> _Problem requirements_: Please count the lines below that contain the word "shirt", and reply with the number alone.

++++ Given records

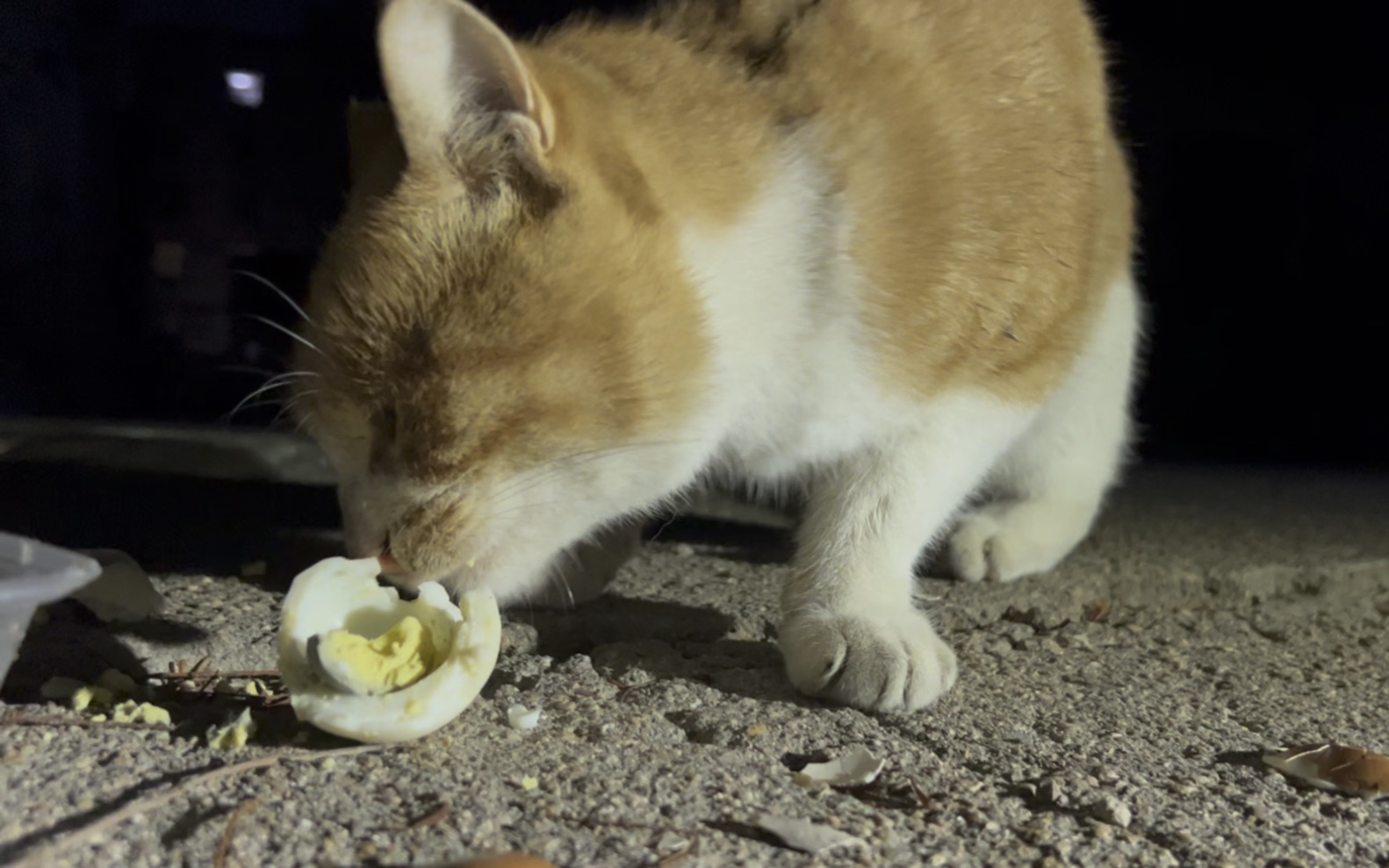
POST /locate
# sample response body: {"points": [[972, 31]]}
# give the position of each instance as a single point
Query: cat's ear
{"points": [[445, 61]]}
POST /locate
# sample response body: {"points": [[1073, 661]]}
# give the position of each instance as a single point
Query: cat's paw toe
{"points": [[1007, 542], [890, 662]]}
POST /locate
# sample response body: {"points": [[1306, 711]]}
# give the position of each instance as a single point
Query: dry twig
{"points": [[49, 853], [52, 720], [224, 846]]}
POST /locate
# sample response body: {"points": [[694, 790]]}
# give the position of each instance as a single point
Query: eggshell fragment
{"points": [[807, 836], [857, 767], [343, 595], [520, 717]]}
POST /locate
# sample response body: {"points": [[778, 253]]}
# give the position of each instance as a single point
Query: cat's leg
{"points": [[1047, 489], [850, 628], [582, 572]]}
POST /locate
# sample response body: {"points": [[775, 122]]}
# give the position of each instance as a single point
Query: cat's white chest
{"points": [[792, 376]]}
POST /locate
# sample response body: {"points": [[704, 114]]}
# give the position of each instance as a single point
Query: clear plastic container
{"points": [[32, 575]]}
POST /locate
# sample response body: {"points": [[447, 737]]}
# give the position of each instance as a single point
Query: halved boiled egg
{"points": [[364, 664]]}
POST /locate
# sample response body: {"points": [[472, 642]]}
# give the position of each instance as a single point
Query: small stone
{"points": [[60, 688], [117, 682], [1052, 792], [1112, 810]]}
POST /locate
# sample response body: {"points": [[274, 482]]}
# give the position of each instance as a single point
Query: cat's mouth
{"points": [[460, 577]]}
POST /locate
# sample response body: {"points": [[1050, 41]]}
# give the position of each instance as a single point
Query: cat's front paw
{"points": [[1010, 541], [889, 662]]}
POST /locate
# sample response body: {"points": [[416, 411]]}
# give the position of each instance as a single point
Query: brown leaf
{"points": [[1335, 767]]}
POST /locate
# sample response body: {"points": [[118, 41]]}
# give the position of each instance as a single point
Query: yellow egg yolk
{"points": [[391, 662]]}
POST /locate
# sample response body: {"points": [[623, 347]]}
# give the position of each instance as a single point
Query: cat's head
{"points": [[506, 346]]}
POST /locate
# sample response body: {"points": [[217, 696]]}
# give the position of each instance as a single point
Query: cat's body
{"points": [[875, 246]]}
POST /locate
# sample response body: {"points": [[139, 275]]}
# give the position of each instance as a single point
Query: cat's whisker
{"points": [[278, 292], [286, 331], [555, 467]]}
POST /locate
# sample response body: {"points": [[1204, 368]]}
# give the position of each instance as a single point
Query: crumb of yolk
{"points": [[391, 662]]}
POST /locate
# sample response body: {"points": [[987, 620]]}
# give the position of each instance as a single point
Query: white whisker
{"points": [[286, 331], [278, 292]]}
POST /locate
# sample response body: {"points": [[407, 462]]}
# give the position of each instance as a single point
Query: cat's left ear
{"points": [[443, 61]]}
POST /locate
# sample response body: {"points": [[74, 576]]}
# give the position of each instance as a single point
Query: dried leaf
{"points": [[1335, 767], [857, 767], [804, 835]]}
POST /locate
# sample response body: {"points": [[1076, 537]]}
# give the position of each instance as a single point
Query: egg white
{"points": [[341, 593]]}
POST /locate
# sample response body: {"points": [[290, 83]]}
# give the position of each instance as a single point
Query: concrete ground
{"points": [[1109, 714]]}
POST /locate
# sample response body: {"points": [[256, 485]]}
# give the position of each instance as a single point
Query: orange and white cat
{"points": [[877, 247]]}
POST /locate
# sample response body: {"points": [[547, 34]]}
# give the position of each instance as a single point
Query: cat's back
{"points": [[971, 145]]}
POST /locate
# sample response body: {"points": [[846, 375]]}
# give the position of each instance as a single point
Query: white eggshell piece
{"points": [[341, 593], [857, 767], [520, 717]]}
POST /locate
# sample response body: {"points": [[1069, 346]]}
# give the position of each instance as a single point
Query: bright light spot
{"points": [[245, 88]]}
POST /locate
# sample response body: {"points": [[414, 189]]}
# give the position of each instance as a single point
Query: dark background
{"points": [[133, 188]]}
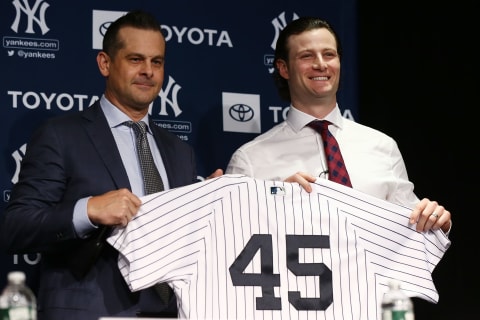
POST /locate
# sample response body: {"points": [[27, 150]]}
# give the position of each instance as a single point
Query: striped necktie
{"points": [[337, 171]]}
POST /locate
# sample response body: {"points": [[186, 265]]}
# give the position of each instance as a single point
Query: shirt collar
{"points": [[114, 116], [298, 119]]}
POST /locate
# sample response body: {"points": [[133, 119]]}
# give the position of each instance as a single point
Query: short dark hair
{"points": [[295, 27], [136, 19]]}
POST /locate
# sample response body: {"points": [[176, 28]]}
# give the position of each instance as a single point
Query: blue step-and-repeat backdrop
{"points": [[218, 91]]}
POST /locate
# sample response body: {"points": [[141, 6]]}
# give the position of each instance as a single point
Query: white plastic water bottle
{"points": [[396, 305], [17, 301]]}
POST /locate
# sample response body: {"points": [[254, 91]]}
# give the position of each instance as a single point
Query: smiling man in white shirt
{"points": [[307, 74]]}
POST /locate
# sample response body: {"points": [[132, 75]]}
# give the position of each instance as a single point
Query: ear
{"points": [[282, 68], [103, 61]]}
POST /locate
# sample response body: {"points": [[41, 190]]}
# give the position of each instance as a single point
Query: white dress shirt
{"points": [[373, 160]]}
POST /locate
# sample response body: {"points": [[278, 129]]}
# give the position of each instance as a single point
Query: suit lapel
{"points": [[101, 137]]}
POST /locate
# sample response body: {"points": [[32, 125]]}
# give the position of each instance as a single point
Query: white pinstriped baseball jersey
{"points": [[235, 247]]}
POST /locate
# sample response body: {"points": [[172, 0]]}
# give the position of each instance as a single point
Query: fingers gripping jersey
{"points": [[235, 247]]}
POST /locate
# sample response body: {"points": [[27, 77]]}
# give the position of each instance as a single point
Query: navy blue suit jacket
{"points": [[68, 158]]}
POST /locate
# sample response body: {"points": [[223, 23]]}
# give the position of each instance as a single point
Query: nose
{"points": [[319, 63], [147, 68]]}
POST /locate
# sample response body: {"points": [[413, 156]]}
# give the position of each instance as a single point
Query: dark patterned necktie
{"points": [[152, 182], [337, 171], [151, 178]]}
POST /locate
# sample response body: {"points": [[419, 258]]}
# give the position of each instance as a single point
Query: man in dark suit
{"points": [[81, 176]]}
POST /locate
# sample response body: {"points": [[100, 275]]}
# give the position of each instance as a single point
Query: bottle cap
{"points": [[16, 277]]}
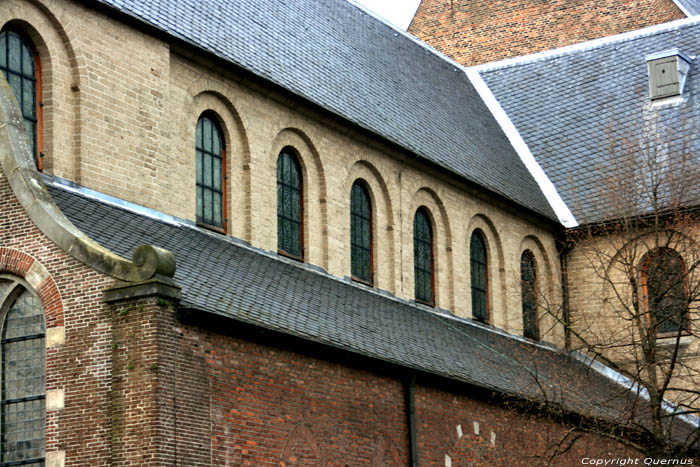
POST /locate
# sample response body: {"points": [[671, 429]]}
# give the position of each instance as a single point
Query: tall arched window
{"points": [[361, 233], [211, 156], [423, 257], [477, 262], [663, 279], [23, 407], [290, 228], [528, 288], [19, 63]]}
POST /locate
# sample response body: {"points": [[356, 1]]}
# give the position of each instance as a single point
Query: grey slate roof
{"points": [[348, 62], [222, 277], [691, 6], [569, 104]]}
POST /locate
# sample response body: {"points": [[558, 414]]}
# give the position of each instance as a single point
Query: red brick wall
{"points": [[478, 31], [72, 297], [505, 437], [143, 387]]}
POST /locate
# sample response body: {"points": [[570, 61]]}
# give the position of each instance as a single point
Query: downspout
{"points": [[564, 249], [411, 409]]}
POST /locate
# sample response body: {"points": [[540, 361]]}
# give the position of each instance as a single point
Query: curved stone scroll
{"points": [[18, 165]]}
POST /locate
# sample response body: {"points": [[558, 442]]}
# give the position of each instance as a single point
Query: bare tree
{"points": [[634, 287]]}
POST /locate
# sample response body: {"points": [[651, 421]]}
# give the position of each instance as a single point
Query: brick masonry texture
{"points": [[143, 386], [474, 32], [131, 117]]}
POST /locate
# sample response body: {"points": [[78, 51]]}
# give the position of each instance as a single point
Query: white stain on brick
{"points": [[36, 275], [55, 336], [54, 399], [55, 458]]}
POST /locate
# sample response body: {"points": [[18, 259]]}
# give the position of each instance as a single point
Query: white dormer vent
{"points": [[667, 73]]}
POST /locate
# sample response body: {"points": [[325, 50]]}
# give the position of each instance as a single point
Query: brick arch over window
{"points": [[290, 204], [383, 222], [665, 290], [209, 95], [21, 67], [528, 294], [442, 241], [60, 67], [210, 163], [315, 207], [496, 272], [25, 267], [423, 257], [23, 376], [361, 233]]}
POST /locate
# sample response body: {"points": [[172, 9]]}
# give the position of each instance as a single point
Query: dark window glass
{"points": [[664, 279], [18, 64], [209, 150], [23, 372], [289, 205], [528, 287], [477, 261], [360, 233], [423, 257]]}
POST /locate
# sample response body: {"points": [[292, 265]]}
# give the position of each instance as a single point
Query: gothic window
{"points": [[361, 233], [290, 228], [23, 408], [663, 279], [19, 64], [423, 257], [210, 154], [528, 287], [477, 261]]}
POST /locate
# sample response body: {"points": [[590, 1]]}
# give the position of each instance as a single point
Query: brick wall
{"points": [[78, 360], [123, 109], [473, 32]]}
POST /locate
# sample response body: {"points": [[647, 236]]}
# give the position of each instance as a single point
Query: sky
{"points": [[398, 12]]}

++++++++

> _Solution to the exercise_: 3